**Sunulan metin:**
= = = = =

Fotoğraf: AA
Amerika Birleşik Devletleri'nin (ABD) seçim kaybetmiş ancak seçilmiş Demokrat Başkan Joe Biden’in görevi devralacağı 20 Ocak’a kadar görev başında kalacak Başkanı Donald Trump’ın koltuğunu terk etmemek için elinden gelen hiçbir şeyi ardına koymayacağını tahmin etmek zor değildi.
Zaten kendisi de bunu çeşitli konuşmalarında defalarca tekrar etmişti. Ancak iktidar devrinin gerçekleşmemesi ihtimalinin olmadığını, Cumhuriyetçi Parti’nin müesses nizamını temsil eden, partinin ve aynı zamanda Amerikan ideallerinin temsilcileri Cumhuriyetçilerin, en başta sistemin meşruiyetini ortadan kaldıracak ve altında hepsinin kalacağı böyle bir girişime izin vermeyeceğini bekliyordum.

= = = = =

(Sınırlayıcı kutu kayıtları)
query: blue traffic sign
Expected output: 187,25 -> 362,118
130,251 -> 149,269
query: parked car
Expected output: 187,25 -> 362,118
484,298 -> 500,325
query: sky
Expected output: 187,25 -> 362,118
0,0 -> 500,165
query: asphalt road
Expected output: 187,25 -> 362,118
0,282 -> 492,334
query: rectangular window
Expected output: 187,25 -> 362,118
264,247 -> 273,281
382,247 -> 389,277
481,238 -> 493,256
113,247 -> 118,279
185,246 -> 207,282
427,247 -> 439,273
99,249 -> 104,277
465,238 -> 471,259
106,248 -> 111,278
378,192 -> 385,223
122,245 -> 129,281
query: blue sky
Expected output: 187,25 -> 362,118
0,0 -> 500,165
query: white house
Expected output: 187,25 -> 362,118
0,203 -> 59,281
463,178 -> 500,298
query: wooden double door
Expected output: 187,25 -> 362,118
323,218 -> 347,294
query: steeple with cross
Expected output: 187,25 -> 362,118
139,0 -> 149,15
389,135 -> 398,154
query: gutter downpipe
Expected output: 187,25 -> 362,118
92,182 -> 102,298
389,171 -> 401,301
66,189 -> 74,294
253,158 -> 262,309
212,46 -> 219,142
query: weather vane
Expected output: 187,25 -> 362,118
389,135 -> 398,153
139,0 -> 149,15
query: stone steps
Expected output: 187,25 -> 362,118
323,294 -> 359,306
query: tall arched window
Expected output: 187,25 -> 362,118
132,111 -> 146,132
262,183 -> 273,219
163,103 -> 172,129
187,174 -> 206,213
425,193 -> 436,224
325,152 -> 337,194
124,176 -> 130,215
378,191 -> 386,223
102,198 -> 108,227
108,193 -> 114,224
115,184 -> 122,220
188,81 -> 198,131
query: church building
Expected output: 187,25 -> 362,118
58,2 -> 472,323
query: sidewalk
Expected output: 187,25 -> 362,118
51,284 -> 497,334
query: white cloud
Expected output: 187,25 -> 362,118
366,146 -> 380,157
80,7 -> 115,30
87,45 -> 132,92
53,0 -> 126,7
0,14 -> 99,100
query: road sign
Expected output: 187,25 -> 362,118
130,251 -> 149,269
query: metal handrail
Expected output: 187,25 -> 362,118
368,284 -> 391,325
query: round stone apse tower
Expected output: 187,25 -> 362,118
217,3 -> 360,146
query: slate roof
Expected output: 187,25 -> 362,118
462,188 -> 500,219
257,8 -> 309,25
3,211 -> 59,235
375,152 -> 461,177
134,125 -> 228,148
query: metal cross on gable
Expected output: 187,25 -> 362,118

= = = = =

**Gereksinimler:** Trump ve iktidar devri üzerine olan metinde "Fotoğraf: AA" ile başlayıp "izin vermeyeceğini bekliyordum." ile biten kısmı, "defalarca" yerine "birçok kez" koyarak yeniden yaz.

**Görev çıktısı:**
Fotoğraf: AA
Amerika Birleşik Devletleri'nin (ABD) seçim kaybetmiş ancak seçilmiş Demokrat Başkan Joe Biden’in görevi devralacağı 20 Ocak’a kadar görev başında kalacak Başkanı Donald Trump’ın koltuğunu terk etmemek için elinden gelen hiçbir şeyi ardına koymayacağını tahmin etmek zor değildi.
Zaten kendisi de bunu çeşitli konuşmalarında birçok kez tekrar etmişti. Ancak iktidar devrinin gerçekleşmemesi ihtimalinin olmadığını, Cumhuriyetçi Parti’nin müesses nizamını temsil eden, partinin ve aynı zamanda Amerikan ideallerinin temsilcileri Cumhuriyetçilerin, en başta sistemin meşruiyetini ortadan kaldıracak ve altında hepsinin kalacağı böyle bir girişime izin vermeyeceğini bekliyordum.